* Exercise text
-- Opening Marker --

I'm going to give this whole "Wide Area Sandbox" thing some thought and plot out how I'd build one. By way of recap - the problem behind a Wide Area Sandbox concerns how to run a free-form campaign in a world where the players have a lot of mobility, and the traditional sandbox approaches don't cover enough real estate. I'm going to look for ideas from games like Traveler, or Stars Without Number, and see what techniques in the Sci Fi RPG genre can be ported back into a game using sailing ships.
But a preliminary problem is that of setting. Is the game mostly about exploring the setting, or exploring the adventures within the setting? For instance, a Swords & Planet game is as much about discovering the new world in all its strangeness, as it is about any adventures there.
I have a specific tone I mean to establish, between the mundane civilized areas (which don't need the hex-by-hex sandbox treatment), and the distant areas where hex-by-hex exploration is warranted. It's an evolution of an idea from last March, where I mused how wild frontier settings could be distinct from points of light - Wild Frontiers Part 1 and Wild Frontiers Part 2. It's funny how older ideas don't die, they just wait for the right time to be expressed.
I find myself firmly in the camp of using a real-world model for the Wide Area Sandbox; I want the "Known World" to be familiar and mundane; adventures with monsters mostly happen in wild, out of place areas, and the frontiers.
And that brings me to the point where I'm having some questions: For those of you that use the real earth as the model for your fantasy campaign, do you use actual earth places and names, or do you create that stuff whole cloth, only using the earth for inspiration? I'm leaning towards using the real world, with a touch of magic and fantasy woven into history, and using real places, events and names.
If the characters find a magic sword in a tomb, and they learn it once belonged to the grandfather of the current king, it seems more sensible to be able to flip open a history book and see that it was made for Blah Blah Blah, the King of France, instead of making up false histories. Time would be better spent on crafting excellent adventures.
The two candidate time periods for the wide area sandbox are the mid-17th century, and the Roman period.
The 17th century provides a backdrop of war and chaos in Europe, as well as frontiers across the ocean in the New World and early explorations of Africa. The dark heart of Europe can still serve as a setting for classic monsters in the Gothic horror tradition; Dracula is timeless.
The Roman world is very cosmopolitan across the Mediterranean, but offers wild frontiers on all sides, just beyond the camps of the Legions. It's ideal for a D&D game with a bit more armor and traditional weaponry because of the lower technology, but I'm not ignoring the fact that the Roman mindset is more removed; the past is a foreign country, after all.

-- Closing Marker --

Dataset records:
-- Opening Marker --

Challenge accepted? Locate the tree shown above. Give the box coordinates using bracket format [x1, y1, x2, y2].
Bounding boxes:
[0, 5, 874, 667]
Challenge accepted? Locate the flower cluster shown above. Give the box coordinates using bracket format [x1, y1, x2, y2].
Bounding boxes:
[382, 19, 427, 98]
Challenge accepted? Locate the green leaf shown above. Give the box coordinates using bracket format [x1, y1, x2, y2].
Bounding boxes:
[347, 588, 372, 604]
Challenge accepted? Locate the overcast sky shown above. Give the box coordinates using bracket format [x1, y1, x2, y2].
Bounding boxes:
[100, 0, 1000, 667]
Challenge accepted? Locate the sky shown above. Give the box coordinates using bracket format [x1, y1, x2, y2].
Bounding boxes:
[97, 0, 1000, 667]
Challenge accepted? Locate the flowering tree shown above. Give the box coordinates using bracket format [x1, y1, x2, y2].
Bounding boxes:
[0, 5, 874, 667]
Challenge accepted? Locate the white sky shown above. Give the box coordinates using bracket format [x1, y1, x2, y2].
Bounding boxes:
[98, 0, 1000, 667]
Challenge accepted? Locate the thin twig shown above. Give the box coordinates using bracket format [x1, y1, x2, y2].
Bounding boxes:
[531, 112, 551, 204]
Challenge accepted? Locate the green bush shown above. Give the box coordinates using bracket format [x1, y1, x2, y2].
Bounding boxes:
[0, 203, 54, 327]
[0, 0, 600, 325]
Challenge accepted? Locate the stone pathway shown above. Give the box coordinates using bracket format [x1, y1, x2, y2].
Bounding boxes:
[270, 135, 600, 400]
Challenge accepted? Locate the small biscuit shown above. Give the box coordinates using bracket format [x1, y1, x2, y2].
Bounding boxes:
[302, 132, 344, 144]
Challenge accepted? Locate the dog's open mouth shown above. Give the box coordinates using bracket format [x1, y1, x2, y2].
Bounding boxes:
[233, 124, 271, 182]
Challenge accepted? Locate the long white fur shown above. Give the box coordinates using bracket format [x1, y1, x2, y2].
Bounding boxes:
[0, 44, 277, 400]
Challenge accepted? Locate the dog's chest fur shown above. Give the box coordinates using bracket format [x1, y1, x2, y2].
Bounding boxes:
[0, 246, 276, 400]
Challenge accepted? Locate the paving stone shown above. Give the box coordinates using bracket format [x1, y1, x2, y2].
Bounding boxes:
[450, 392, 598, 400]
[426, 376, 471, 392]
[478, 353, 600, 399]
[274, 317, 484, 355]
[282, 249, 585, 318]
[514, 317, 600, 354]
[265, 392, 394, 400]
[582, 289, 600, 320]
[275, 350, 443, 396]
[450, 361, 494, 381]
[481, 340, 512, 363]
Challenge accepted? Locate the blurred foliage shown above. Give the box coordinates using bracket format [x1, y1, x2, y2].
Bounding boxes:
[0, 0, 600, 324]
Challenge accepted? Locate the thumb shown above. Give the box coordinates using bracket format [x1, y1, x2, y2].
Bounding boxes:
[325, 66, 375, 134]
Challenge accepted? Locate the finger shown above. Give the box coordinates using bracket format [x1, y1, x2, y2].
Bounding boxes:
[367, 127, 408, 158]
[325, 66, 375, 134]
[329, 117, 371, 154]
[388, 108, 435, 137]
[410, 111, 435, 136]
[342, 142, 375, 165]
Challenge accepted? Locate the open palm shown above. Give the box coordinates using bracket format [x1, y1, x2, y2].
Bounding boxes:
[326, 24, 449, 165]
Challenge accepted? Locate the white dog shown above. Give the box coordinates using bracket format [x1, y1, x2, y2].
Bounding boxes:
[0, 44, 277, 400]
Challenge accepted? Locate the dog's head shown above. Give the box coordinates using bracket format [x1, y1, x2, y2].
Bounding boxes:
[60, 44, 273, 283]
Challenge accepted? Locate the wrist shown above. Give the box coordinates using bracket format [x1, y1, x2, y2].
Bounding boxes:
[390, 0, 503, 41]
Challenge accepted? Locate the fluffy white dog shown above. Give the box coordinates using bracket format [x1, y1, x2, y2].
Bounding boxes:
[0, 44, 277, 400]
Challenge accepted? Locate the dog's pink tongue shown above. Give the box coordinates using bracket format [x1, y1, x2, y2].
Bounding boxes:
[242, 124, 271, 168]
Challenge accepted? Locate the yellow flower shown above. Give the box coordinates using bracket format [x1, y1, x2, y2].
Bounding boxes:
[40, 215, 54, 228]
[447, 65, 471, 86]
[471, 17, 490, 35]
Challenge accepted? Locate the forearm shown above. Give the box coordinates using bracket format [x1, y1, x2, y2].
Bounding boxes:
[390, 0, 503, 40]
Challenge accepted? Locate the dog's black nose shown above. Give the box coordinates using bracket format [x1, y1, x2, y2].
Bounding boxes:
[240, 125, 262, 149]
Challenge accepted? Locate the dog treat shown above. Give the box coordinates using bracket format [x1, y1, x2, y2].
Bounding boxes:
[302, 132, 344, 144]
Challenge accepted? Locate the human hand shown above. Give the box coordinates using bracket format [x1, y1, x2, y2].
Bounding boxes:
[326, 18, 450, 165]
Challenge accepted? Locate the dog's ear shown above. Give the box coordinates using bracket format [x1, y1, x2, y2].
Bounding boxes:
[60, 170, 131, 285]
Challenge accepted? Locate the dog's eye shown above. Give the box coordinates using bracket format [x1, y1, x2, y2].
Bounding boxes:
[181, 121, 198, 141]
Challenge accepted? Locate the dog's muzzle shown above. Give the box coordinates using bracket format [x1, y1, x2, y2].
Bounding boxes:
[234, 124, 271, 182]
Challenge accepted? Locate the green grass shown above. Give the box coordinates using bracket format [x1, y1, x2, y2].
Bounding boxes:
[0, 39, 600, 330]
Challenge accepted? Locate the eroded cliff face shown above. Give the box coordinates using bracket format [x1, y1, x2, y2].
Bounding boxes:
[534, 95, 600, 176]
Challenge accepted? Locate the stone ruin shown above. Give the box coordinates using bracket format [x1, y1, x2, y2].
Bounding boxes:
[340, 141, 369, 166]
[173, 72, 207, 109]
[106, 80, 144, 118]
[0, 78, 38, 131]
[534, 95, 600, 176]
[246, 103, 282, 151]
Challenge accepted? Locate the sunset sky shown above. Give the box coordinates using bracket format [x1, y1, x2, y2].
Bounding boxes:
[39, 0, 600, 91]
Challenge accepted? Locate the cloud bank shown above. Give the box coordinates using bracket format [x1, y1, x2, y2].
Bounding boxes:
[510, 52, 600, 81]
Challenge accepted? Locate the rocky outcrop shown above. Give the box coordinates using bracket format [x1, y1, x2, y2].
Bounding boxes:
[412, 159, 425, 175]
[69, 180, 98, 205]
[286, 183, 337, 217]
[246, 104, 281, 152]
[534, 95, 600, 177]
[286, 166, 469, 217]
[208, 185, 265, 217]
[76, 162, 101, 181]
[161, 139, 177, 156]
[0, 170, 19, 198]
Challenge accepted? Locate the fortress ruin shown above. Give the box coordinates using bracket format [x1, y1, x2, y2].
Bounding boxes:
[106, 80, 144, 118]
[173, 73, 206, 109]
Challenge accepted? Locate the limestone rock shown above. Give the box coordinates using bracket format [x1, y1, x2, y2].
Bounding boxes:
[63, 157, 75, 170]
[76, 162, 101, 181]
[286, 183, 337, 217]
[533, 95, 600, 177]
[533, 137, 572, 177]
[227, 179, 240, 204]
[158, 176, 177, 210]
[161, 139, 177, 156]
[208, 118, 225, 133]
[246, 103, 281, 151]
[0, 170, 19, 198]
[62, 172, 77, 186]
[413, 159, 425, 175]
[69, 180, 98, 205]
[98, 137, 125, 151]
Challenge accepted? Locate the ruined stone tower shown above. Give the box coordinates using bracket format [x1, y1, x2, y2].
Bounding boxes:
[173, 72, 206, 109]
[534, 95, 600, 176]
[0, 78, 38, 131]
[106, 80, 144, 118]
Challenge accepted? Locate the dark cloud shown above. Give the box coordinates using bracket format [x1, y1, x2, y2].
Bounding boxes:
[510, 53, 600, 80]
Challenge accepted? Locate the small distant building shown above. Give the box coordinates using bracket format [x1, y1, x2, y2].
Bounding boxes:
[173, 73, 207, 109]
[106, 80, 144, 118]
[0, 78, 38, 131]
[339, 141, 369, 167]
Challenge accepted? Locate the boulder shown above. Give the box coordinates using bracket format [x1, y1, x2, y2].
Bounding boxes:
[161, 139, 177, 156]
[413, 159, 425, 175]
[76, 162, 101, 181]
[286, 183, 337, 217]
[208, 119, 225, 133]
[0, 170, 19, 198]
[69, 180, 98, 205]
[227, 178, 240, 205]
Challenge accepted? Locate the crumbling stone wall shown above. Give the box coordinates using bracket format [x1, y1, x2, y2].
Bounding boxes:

-- Closing Marker --

* What this task involves
Answer these questions from the text on the Wide Area Sandbox:
(a) Which two games does it name as sources of ideas from the Sci Fi RPG genre?
(b) What are the two candidate time periods for the sandbox?
(c) Which figure does it call timeless?

* Problem solution
(a) Traveler and Stars Without Number.
(b) The mid-17th century and the Roman period.
(c) Dracula.